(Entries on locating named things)
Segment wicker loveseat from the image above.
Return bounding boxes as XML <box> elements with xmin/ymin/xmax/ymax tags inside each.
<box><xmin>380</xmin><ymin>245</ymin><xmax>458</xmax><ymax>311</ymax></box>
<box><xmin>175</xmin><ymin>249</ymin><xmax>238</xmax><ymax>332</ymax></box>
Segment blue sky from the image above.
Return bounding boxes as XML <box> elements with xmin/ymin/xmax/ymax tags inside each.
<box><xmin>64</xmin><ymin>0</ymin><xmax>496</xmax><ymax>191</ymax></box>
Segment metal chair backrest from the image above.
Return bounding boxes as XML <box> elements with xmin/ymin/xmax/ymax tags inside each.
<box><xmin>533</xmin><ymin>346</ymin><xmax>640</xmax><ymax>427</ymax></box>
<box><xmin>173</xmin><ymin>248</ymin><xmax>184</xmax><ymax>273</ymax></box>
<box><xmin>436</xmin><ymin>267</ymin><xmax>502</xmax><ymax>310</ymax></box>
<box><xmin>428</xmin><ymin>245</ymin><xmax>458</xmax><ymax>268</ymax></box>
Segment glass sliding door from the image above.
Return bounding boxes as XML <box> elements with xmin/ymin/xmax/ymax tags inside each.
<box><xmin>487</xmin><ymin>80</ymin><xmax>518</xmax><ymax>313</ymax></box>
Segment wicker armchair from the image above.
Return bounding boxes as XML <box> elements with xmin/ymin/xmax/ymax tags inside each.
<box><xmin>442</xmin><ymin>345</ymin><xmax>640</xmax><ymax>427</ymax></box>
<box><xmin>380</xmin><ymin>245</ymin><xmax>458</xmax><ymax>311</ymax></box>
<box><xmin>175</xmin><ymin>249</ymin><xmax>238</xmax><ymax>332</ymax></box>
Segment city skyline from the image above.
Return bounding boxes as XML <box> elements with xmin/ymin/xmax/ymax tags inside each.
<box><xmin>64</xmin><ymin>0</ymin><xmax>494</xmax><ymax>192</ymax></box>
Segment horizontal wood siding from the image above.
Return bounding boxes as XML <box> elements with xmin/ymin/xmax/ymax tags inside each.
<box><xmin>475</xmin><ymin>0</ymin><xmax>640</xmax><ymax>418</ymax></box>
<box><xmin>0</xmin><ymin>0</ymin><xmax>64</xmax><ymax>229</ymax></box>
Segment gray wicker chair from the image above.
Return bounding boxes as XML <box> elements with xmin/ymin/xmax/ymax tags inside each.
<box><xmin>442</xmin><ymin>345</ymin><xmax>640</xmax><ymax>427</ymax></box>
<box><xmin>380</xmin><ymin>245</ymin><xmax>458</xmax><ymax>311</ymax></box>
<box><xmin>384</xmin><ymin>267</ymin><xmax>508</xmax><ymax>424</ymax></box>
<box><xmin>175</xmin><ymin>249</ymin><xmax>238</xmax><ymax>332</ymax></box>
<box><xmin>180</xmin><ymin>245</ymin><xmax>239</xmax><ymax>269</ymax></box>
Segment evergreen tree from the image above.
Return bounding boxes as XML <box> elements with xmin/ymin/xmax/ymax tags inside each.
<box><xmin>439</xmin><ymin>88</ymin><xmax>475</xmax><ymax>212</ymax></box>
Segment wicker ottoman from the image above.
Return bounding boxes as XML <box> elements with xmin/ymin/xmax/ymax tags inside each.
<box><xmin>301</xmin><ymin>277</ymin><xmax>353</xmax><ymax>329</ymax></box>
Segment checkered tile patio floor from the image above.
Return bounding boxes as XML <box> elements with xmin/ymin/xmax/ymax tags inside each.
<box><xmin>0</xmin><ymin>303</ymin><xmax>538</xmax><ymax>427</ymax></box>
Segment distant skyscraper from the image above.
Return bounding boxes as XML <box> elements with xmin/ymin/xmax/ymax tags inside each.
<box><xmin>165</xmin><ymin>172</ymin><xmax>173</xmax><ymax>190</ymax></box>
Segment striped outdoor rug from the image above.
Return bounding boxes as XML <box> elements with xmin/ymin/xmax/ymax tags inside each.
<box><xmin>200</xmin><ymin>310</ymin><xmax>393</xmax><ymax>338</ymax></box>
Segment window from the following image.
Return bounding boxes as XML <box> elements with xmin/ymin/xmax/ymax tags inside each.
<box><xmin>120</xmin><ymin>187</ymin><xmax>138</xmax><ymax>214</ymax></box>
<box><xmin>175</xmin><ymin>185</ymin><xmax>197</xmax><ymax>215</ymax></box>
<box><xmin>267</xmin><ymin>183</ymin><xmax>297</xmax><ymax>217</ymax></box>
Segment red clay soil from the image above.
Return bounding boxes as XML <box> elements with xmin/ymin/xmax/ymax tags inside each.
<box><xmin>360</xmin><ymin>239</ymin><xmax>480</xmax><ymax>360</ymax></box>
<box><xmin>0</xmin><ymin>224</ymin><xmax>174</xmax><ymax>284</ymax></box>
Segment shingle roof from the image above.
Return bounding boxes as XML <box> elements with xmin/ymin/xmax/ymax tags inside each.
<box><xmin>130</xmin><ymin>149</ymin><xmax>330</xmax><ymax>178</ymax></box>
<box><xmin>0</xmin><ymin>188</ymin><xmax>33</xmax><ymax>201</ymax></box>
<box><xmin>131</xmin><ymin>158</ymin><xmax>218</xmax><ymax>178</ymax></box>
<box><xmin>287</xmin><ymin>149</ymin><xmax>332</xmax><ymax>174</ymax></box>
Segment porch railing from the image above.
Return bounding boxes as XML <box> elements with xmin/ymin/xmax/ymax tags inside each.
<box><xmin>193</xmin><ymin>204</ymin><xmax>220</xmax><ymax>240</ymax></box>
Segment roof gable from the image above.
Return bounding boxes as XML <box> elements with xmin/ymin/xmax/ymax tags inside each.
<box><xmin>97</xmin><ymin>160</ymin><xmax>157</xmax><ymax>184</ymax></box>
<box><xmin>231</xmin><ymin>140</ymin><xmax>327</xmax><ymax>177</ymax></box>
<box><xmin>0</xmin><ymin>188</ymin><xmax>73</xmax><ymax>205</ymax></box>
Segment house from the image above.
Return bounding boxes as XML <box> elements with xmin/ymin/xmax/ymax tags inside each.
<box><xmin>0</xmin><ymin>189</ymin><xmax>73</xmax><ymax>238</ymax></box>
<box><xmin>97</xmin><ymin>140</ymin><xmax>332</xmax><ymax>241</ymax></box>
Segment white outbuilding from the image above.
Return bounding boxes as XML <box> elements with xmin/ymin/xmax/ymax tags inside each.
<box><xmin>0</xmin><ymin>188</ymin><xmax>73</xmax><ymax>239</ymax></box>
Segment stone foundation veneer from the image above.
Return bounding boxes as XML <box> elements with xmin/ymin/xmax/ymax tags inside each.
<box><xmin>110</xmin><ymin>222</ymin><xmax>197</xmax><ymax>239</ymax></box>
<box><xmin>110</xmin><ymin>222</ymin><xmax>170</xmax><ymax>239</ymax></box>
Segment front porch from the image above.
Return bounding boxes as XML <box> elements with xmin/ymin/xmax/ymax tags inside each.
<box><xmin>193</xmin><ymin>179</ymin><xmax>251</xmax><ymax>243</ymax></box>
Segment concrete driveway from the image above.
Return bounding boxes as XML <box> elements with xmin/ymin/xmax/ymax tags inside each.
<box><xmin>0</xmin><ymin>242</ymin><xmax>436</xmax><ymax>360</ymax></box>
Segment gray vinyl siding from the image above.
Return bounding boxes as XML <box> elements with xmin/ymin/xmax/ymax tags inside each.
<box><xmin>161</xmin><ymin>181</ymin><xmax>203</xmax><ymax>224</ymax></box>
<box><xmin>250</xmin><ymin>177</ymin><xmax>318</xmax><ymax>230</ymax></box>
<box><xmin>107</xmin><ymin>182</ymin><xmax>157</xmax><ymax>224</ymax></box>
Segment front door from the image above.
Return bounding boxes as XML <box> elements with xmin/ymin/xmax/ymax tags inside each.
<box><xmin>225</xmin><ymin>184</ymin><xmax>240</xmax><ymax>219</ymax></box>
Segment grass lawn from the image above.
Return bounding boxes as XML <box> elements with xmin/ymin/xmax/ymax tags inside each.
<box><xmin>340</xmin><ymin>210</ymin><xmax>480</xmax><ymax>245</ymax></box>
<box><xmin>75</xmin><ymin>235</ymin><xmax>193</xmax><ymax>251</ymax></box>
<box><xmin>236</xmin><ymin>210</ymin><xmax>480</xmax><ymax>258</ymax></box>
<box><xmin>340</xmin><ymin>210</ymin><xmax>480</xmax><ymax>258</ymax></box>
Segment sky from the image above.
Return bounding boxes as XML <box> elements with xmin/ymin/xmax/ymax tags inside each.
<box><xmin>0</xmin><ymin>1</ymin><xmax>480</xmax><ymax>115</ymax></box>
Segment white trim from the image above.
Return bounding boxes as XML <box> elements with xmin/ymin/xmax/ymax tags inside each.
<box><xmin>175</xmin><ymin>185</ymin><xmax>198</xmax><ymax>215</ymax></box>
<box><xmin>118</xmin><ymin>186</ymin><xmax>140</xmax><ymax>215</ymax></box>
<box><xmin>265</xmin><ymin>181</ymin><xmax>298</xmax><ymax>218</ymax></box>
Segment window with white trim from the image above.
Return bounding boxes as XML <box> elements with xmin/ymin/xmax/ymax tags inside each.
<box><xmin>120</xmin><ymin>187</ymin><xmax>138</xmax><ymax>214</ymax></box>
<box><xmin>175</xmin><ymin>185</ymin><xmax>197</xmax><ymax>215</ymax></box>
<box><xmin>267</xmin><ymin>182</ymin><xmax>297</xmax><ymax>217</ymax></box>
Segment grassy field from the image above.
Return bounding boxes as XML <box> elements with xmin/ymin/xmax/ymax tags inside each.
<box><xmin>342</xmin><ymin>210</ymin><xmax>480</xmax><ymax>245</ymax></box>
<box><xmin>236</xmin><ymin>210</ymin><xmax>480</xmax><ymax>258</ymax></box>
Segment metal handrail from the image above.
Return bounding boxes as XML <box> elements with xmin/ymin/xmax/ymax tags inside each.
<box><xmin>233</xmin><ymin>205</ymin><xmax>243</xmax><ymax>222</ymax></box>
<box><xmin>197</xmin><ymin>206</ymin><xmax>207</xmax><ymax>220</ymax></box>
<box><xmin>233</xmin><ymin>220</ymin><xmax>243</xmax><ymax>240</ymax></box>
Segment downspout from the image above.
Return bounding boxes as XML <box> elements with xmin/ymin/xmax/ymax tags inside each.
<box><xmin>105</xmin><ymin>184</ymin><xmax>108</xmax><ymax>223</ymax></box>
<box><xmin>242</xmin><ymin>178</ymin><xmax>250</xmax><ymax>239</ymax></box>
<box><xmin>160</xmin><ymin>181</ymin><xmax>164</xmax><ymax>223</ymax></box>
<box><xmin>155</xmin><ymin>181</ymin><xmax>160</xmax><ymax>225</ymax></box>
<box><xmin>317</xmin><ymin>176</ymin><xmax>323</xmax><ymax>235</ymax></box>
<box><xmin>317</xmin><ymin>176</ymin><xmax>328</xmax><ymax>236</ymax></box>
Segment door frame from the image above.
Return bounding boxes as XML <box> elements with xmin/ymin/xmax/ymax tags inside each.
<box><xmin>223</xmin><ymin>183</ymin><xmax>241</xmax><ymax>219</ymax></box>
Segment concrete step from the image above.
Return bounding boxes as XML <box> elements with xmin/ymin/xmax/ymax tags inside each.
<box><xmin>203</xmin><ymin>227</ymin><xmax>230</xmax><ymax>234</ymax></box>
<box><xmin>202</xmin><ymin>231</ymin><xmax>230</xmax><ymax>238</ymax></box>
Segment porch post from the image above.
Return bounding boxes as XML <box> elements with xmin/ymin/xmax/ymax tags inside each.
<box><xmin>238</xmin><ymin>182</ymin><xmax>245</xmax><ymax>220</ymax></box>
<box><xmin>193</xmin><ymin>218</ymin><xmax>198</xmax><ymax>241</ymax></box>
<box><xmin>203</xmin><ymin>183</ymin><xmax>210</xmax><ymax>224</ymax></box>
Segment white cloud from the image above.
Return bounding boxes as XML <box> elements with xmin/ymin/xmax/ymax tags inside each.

→ **What to work on**
Rewrite every row from the one containing "Segment porch post from the image above." down through the last row above, requests included, shifting each bounding-box coordinate in the answers by -76.

→ **Problem solution**
Segment porch post from the image above.
Return bounding boxes as XML <box> elements with xmin/ymin/xmax/ymax tags inside each.
<box><xmin>162</xmin><ymin>106</ymin><xmax>169</xmax><ymax>144</ymax></box>
<box><xmin>117</xmin><ymin>142</ymin><xmax>122</xmax><ymax>165</ymax></box>
<box><xmin>127</xmin><ymin>107</ymin><xmax>134</xmax><ymax>148</ymax></box>
Segment white cloud from the image above.
Return bounding boxes as XML <box> elements with xmin/ymin/xmax/ymax tags inside each.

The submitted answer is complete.